文書抜粋:

============

日本と韓国と朝鮮の友好をすすめます・・日朝協会です。アジアと世界情勢を観る。

日本と韓国と朝鮮の歴史・現在から、
平和な未来を切りひらくために....
ご入会ください。1ケ月¥500

20日に就任したジョー・バイデン大統領も、この公式を徹底して守っている。

2021-01-29 | バイデン大統領を追う
真夜中に駆けつけた菅首相、
米大統領との電話会談の”順序”が示す意味は?

登録:2021-01-29 02:01 修正:2021-01-29 07:15


菅首相も帰宅してから公邸に戻り、真夜中に電話会談 
その国の重要度を示すバロメーターというのが外交の現実

      

米日首脳が電話会談を行ったことを伝える日本の放送画面//ハンギョレ新聞社

 外交官たちが頻繁に口にする格言の中に「外交は儀典であり、儀典は順序だ」というものがある。各国の利害関係が鋭く絡み合っている外交の舞台では、一国が同じ主権国家である他国に向かって露骨に「本音」を示すことはできないため、儀典を通じて遠まわしに意思を表明するという意味だ。

============

記録一覧:

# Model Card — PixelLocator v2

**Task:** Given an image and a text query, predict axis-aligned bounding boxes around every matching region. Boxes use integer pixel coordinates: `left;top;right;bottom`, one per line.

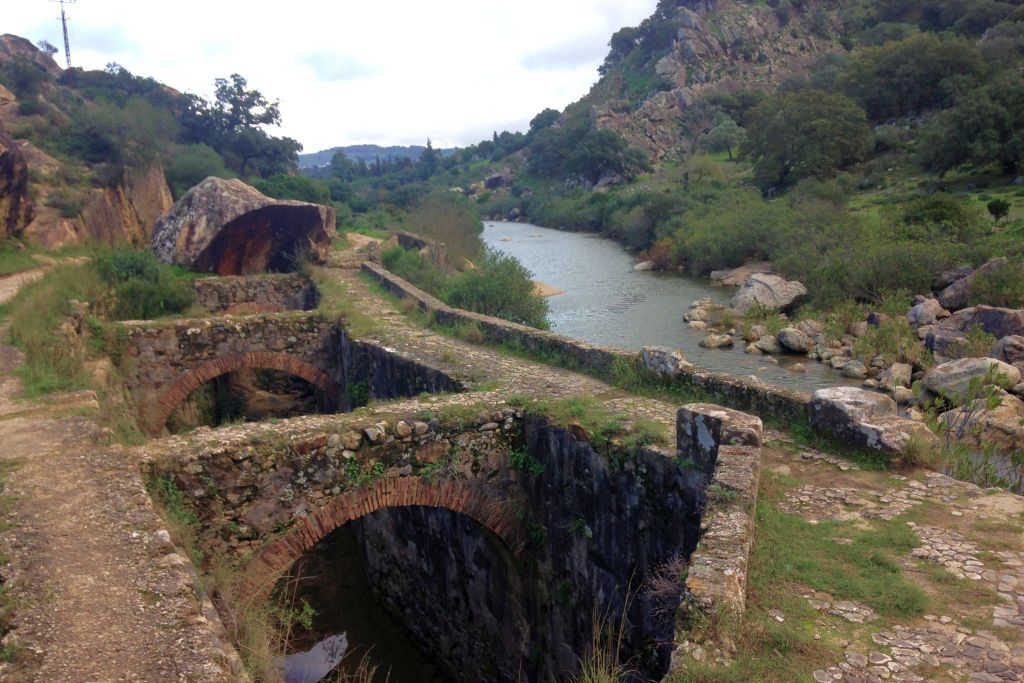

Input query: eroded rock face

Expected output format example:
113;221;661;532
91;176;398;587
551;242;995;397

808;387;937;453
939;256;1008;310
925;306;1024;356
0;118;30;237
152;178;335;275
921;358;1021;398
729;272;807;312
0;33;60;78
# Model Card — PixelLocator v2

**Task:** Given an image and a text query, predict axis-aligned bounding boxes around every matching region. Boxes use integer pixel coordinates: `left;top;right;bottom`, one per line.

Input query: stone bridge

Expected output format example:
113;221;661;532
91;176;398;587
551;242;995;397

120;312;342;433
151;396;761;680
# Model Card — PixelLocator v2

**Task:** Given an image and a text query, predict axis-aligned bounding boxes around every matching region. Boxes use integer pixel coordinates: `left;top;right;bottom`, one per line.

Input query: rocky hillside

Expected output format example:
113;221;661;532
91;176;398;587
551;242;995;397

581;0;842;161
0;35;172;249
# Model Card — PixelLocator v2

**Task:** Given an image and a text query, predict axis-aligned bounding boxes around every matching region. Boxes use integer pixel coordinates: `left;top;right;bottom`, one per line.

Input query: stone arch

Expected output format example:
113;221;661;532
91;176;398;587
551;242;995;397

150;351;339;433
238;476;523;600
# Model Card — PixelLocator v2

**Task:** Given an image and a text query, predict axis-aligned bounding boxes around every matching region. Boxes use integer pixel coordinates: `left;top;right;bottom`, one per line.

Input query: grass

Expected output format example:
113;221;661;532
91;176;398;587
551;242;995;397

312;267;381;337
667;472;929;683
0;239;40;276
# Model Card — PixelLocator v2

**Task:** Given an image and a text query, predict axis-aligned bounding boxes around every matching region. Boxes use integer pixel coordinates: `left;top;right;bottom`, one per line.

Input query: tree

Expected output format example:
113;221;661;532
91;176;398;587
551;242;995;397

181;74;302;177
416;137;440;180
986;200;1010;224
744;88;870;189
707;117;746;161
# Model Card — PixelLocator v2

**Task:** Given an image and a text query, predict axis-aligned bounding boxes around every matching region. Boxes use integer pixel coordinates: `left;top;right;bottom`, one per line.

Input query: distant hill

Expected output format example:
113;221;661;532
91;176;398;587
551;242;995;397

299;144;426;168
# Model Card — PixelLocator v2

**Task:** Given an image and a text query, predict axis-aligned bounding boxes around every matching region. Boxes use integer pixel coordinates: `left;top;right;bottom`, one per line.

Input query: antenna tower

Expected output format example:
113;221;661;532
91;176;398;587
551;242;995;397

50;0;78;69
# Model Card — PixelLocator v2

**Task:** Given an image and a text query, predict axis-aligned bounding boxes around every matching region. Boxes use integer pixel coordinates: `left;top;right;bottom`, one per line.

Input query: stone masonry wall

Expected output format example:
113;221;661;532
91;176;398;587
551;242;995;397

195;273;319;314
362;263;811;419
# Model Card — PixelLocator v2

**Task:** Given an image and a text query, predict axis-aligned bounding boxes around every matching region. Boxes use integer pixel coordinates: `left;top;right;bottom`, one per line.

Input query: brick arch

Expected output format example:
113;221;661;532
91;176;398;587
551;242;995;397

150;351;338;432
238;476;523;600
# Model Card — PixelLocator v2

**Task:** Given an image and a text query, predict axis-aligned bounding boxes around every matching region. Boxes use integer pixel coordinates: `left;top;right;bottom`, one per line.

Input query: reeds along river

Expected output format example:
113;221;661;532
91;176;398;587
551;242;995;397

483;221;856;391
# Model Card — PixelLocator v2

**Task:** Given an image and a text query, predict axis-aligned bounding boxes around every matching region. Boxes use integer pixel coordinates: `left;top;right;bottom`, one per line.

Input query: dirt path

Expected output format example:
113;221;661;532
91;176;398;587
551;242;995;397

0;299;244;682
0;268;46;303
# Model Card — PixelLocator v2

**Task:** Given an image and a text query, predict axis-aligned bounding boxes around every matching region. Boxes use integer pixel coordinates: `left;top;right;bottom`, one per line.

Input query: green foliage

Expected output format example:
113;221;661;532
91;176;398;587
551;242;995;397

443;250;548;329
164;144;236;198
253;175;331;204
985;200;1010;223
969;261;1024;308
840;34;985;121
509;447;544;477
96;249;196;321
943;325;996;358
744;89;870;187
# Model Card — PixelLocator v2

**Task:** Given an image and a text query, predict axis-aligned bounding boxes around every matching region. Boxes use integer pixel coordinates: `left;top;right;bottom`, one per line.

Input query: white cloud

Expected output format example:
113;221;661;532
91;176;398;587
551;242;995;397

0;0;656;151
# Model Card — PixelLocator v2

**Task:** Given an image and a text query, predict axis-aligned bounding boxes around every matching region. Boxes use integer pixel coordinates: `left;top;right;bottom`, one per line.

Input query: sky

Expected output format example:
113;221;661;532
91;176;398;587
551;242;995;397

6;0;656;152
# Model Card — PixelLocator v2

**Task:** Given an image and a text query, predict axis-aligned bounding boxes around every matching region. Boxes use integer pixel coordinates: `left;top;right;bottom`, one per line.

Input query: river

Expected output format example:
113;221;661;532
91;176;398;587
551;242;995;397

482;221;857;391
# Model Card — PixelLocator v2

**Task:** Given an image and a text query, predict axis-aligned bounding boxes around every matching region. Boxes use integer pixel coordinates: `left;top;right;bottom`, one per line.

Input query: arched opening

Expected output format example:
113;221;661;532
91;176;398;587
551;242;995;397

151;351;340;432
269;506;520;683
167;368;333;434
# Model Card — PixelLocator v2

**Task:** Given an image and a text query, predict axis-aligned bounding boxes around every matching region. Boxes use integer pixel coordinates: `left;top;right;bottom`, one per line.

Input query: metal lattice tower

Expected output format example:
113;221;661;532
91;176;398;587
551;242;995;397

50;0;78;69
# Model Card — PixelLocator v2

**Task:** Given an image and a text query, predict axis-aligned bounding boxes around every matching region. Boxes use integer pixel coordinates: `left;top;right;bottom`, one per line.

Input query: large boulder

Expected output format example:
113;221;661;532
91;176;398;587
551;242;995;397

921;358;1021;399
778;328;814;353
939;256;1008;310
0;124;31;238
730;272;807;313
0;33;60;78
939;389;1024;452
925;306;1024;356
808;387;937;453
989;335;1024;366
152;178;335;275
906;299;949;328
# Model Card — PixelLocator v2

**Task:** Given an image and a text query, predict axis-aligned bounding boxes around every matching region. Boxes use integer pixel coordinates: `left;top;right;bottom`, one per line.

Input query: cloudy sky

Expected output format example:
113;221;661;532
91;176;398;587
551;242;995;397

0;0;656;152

============

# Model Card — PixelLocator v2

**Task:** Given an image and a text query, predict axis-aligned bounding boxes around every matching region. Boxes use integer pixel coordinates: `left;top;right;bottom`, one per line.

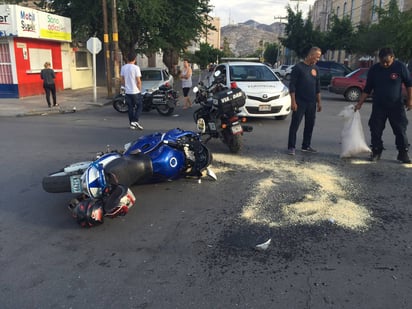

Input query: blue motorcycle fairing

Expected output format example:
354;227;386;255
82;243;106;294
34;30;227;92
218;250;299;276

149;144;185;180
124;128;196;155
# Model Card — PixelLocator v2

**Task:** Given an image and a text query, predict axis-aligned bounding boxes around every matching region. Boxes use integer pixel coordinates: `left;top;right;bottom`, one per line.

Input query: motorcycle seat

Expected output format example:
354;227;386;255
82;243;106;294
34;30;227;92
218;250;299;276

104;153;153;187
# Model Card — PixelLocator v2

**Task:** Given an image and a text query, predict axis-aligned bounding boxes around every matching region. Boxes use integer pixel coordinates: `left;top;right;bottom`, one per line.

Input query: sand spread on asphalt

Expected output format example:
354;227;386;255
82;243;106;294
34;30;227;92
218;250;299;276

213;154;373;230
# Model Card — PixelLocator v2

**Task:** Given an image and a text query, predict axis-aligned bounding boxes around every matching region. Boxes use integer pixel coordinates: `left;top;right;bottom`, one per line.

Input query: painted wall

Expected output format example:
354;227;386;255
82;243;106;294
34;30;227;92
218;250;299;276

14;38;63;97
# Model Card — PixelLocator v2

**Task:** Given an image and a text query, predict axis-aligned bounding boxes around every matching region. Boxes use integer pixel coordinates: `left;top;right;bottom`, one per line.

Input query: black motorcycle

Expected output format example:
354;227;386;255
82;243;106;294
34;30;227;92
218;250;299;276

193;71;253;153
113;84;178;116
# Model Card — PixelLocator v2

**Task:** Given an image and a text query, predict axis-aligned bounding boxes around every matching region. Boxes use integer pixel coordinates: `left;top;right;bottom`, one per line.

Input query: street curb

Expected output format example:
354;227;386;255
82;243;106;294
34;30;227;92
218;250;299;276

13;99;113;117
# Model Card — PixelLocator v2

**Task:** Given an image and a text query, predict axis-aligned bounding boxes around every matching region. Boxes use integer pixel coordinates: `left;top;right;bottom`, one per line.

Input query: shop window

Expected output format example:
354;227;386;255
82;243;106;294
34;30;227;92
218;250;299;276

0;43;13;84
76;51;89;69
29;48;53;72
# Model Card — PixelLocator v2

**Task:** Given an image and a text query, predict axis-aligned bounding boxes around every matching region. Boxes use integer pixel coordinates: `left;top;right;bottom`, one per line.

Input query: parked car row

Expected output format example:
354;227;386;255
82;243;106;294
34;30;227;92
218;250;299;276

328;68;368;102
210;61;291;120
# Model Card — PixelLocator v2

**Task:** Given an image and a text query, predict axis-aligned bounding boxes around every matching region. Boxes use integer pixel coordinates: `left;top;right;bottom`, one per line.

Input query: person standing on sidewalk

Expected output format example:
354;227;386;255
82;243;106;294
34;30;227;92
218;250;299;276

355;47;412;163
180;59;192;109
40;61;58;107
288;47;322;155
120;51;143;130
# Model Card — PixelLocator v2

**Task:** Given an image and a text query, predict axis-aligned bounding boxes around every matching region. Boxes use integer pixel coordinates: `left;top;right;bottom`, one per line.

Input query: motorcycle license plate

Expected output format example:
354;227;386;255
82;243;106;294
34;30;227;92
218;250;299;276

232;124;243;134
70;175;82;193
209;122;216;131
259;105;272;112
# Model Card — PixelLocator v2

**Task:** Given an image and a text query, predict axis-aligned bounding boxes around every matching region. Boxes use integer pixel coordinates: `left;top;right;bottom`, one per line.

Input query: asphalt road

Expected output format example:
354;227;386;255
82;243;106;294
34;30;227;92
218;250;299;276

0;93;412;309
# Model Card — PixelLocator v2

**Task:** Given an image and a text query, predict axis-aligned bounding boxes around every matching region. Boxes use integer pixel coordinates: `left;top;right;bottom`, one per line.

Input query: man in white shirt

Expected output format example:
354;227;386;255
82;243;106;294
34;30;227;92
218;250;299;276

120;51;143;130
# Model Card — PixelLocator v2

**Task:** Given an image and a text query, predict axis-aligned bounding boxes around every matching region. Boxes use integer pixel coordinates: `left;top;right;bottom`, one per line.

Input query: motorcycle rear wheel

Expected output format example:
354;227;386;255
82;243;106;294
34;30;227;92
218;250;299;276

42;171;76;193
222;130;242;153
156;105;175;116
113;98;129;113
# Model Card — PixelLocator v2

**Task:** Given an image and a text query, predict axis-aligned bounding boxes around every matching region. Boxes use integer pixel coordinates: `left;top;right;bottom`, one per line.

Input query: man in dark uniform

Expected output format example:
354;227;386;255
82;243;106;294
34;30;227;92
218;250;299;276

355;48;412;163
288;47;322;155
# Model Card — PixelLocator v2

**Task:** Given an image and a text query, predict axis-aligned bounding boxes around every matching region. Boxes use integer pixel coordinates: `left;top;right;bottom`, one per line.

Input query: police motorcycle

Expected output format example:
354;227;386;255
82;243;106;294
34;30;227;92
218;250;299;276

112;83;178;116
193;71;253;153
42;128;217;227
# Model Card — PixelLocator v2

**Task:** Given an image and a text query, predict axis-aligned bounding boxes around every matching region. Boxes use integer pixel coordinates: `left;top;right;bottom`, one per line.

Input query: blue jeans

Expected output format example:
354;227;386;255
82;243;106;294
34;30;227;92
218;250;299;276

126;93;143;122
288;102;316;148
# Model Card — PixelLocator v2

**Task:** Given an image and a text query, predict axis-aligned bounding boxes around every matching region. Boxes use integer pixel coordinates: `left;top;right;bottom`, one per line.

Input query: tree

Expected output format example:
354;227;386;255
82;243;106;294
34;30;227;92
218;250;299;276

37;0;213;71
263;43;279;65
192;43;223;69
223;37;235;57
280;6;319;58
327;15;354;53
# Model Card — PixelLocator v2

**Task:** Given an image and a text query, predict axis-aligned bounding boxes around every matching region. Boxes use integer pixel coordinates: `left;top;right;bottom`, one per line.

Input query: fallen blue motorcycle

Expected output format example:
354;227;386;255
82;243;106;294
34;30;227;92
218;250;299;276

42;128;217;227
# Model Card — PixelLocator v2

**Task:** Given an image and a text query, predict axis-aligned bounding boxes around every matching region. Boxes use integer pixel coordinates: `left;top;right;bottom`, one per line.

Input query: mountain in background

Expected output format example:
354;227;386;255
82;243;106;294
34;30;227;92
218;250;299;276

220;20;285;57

============

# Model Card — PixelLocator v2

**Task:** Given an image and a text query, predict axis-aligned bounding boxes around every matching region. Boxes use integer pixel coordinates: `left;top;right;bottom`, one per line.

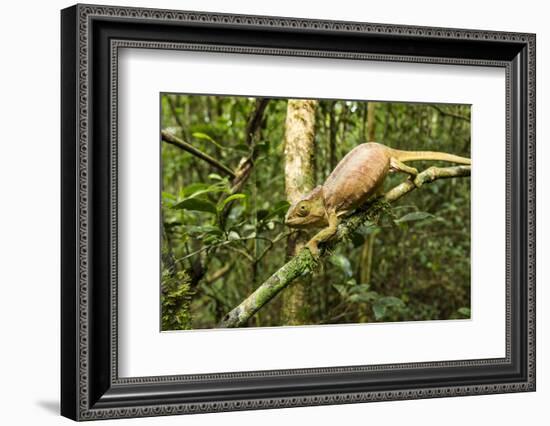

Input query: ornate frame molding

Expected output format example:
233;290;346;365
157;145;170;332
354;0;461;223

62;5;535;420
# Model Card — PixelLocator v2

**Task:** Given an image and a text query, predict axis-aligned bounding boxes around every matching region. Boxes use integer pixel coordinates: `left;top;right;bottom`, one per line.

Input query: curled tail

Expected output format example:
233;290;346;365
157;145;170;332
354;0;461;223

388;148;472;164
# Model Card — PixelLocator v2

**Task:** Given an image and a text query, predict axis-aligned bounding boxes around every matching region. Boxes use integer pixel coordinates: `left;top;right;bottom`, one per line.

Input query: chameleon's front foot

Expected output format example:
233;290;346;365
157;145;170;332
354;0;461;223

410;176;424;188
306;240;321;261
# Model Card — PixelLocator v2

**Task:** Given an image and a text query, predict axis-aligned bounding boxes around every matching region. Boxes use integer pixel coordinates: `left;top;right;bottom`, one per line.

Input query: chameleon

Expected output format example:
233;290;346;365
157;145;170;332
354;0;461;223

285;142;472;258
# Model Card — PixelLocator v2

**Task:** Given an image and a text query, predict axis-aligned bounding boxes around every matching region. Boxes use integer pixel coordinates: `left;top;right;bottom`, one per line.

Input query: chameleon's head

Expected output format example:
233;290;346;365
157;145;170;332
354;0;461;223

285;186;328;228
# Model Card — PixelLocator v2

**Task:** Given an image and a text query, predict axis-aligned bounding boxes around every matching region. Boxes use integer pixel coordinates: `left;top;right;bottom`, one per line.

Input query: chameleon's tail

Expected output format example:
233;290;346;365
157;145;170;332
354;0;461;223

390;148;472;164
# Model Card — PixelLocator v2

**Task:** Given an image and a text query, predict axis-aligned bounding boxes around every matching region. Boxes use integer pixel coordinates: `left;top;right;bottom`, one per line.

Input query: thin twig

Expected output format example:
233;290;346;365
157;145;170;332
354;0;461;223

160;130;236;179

============

練習課題:
1: 菅首相の電話会談についての文章を、「登録:2021-01-29 02:01 修正:2021-01-29」という語句から「意思を表明するという意味だ。」という語句まで、一字一句そのまま書き写しなさい。
2: 菅首相の電話会談についての文章をもとに、次の問いに答えなさい。
(a) この記事の登録日時はいつか。
(b) 菅首相はどの時間帯に電話会談を行ったか。
(c) 外交官たちが頻繁に口にする格言とは何か。
3: 菅首相の電話会談についての文章を、最後の文の後から書き継ぎなさい。

解答例:
1:
登録:2021-01-29 02:01 修正:2021-01-29 07:15


菅首相も帰宅してから公邸に戻り、真夜中に電話会談 
その国の重要度を示すバロメーターというのが外交の現実

      

米日首脳が電話会談を行ったことを伝える日本の放送画面//ハンギョレ新聞社

 外交官たちが頻繁に口にする格言の中に「外交は儀典であり、儀典は順序だ」というものがある。各国の利害関係が鋭く絡み合っている外交の舞台では、一国が同じ主権国家である他国に向かって露骨に「本音」を示すことはできないため、儀典を通じて遠まわしに意思を表明するという意味だ。

2:
(a) 2021-01-29 02:01
(b) 真夜中
(c) 「外交は儀典であり、儀典は順序だ」

3:
 世界最強の国である米国も例外ではない。儀典の中で最も重要なのは首脳会談だ。外交は儀典であり、儀典は順序であるため、米大統領がまず誰に電話をかけるかは、米国外交の優先順位を示す正直なバロメーターとなる。そしてこの順序には、それなりの公式がある。第一に隣国、第二に欧州の主要同盟国とイスラエル、第三にアジアの主要同盟の順だ。

 20日に就任したジョー・バイデン大統領も、この公式を徹底して守っている。バイデン大統領は就任3日目の22日に隣国カナダと、23日には国境を接するもう一つの隣国メキシコと「特別な同盟」の英国、24日と25日には欧州の主要同盟国フランス、ドイツとそれぞれ電話で首脳会談を行った。続いて26日には「新戦略兵器削減条約(ニュースタート)」延長という重大懸案がかかっているロシア、27日にはインド太平洋地域の主要同盟国である日本の菅義偉首相と電話でやり取りをした。この順序は今後もなかなか変わらないだろう。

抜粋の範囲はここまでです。